**What is needed**
Copy these lines verbatim, starting at the first line of the records and ending at the line that contains "x=290, y=194".

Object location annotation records
** BEGIN **
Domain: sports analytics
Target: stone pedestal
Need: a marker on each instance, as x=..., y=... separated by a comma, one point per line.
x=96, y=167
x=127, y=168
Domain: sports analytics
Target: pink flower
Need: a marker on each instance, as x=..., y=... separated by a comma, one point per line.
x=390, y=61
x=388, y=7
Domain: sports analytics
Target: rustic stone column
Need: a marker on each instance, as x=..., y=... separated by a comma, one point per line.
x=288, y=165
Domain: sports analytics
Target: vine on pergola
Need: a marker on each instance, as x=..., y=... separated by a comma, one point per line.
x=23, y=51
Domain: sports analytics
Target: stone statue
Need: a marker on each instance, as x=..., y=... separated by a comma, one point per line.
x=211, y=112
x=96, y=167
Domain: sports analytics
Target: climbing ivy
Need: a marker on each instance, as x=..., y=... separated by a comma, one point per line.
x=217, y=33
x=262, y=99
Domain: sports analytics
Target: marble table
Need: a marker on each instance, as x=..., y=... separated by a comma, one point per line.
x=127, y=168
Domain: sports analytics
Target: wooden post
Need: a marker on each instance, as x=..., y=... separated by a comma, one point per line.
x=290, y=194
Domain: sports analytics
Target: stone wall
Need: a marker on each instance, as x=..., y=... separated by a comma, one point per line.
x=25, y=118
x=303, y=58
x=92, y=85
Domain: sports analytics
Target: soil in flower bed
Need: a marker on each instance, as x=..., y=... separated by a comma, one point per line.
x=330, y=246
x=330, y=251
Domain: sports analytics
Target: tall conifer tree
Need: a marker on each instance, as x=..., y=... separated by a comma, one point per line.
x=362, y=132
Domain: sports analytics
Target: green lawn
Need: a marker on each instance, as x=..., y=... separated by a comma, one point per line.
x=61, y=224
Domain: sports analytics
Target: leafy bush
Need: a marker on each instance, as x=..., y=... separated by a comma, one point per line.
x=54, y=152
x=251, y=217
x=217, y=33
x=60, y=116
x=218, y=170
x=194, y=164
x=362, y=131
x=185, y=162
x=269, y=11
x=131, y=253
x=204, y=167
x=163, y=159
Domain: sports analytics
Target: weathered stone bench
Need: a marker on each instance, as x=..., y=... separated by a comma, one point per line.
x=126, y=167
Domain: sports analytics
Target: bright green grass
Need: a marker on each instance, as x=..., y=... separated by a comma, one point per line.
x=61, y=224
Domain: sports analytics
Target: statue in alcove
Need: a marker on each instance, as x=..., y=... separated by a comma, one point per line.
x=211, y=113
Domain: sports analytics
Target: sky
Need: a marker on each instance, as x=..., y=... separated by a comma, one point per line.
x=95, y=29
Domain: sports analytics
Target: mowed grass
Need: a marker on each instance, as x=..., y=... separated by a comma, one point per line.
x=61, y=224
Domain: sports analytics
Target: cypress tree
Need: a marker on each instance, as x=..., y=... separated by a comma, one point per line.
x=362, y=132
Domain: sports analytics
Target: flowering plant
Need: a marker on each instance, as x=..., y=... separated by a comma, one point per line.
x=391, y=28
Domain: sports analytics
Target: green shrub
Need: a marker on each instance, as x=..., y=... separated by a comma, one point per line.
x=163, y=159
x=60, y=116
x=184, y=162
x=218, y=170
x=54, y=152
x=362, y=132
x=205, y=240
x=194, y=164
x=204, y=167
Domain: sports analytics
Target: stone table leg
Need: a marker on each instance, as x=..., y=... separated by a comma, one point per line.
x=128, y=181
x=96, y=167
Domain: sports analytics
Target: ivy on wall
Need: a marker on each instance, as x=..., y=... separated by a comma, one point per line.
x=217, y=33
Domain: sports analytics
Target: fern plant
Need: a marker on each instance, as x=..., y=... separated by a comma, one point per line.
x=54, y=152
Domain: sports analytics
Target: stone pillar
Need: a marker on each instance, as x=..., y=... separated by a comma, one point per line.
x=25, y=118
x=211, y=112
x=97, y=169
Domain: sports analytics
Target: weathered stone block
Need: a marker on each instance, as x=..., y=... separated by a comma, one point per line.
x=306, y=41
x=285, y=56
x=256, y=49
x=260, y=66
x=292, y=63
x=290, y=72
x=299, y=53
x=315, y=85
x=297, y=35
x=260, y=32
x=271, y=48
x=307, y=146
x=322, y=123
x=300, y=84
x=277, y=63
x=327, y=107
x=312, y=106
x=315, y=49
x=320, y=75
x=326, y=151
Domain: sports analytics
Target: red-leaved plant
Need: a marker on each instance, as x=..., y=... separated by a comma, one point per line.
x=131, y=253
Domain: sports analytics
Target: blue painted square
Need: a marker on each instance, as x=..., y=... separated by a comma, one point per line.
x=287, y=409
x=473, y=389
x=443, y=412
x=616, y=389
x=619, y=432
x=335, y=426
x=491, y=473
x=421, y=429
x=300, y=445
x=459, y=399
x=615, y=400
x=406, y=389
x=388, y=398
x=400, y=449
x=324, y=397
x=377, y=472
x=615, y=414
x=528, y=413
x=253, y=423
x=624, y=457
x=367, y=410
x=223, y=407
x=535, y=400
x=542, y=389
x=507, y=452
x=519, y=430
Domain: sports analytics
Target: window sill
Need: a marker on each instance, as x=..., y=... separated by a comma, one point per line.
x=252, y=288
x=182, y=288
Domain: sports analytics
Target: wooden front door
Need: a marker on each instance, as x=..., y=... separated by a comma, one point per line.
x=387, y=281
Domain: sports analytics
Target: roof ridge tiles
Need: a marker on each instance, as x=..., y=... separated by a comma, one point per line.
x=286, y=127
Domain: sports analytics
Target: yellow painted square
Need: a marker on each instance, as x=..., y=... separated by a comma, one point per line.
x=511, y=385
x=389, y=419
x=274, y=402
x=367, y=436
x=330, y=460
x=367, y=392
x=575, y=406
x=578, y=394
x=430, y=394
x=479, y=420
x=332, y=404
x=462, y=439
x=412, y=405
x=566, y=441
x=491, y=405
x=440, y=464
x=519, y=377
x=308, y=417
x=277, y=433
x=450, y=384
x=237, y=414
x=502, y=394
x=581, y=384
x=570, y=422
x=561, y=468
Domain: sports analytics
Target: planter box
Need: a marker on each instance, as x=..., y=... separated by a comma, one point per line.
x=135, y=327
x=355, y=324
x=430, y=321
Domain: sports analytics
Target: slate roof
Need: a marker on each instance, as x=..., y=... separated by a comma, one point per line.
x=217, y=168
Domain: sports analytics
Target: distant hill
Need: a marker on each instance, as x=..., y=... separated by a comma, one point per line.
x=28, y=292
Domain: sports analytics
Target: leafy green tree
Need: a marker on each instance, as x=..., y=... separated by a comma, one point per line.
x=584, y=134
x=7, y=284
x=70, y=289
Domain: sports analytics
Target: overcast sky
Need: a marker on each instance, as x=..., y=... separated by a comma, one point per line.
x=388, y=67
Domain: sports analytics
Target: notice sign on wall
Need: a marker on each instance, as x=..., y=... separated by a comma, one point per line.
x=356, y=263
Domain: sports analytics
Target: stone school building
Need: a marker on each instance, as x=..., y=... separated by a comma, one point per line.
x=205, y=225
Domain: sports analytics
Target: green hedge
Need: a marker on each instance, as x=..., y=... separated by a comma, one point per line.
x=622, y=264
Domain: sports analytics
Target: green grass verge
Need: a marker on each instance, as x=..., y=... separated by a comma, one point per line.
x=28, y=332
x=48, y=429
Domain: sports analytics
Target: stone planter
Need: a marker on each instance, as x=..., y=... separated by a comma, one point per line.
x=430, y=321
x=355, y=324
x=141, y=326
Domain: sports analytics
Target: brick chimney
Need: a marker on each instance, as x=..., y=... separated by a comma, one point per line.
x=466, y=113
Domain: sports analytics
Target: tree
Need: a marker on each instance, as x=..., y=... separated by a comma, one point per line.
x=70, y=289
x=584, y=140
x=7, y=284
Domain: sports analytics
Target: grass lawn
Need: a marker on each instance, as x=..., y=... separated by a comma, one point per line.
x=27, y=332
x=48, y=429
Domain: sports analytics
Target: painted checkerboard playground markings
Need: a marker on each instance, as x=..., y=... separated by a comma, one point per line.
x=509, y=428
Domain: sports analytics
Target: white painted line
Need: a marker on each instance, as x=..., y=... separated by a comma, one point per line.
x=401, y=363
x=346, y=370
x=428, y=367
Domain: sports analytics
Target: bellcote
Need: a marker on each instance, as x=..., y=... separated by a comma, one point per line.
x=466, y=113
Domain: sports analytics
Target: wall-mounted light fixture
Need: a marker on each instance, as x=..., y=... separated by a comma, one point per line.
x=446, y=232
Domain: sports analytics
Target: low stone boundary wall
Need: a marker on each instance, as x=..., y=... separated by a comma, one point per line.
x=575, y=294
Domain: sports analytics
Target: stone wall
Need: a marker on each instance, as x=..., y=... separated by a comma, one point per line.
** END **
**Completed task**
Domain: sports analytics
Target: stone pedestal
Need: a marker on each instance, as x=..., y=... separated by a comma, one point per line.
x=96, y=167
x=127, y=168
Domain: sports analytics
Target: pink flower
Need: a marker on each instance, as x=..., y=... separated by a comma, one point per line.
x=390, y=61
x=388, y=7
Domain: sports analytics
Target: rustic stone column
Need: a marker on each instance, as x=..., y=... separated by a comma, one point per line.
x=288, y=165
Domain: sports analytics
Target: vine on pergola
Need: a marker on each instance, as x=..., y=... separated by a comma, one point per line.
x=23, y=51
Domain: sports analytics
Target: stone statue
Need: a marker on each instance, as x=..., y=... separated by a comma, one point per line.
x=211, y=112
x=96, y=167
Domain: sports analytics
Target: climbing ivy
Need: a marker on each instance, as x=..., y=... separated by a comma, one point per line.
x=217, y=33
x=262, y=99
Domain: sports analytics
Target: marble table
Need: a marker on each instance, as x=..., y=... separated by a comma, one point per line.
x=127, y=168
Domain: sports analytics
Target: wooden post
Need: a marker on each instance, as x=..., y=... separated by a comma, one point per line.
x=290, y=194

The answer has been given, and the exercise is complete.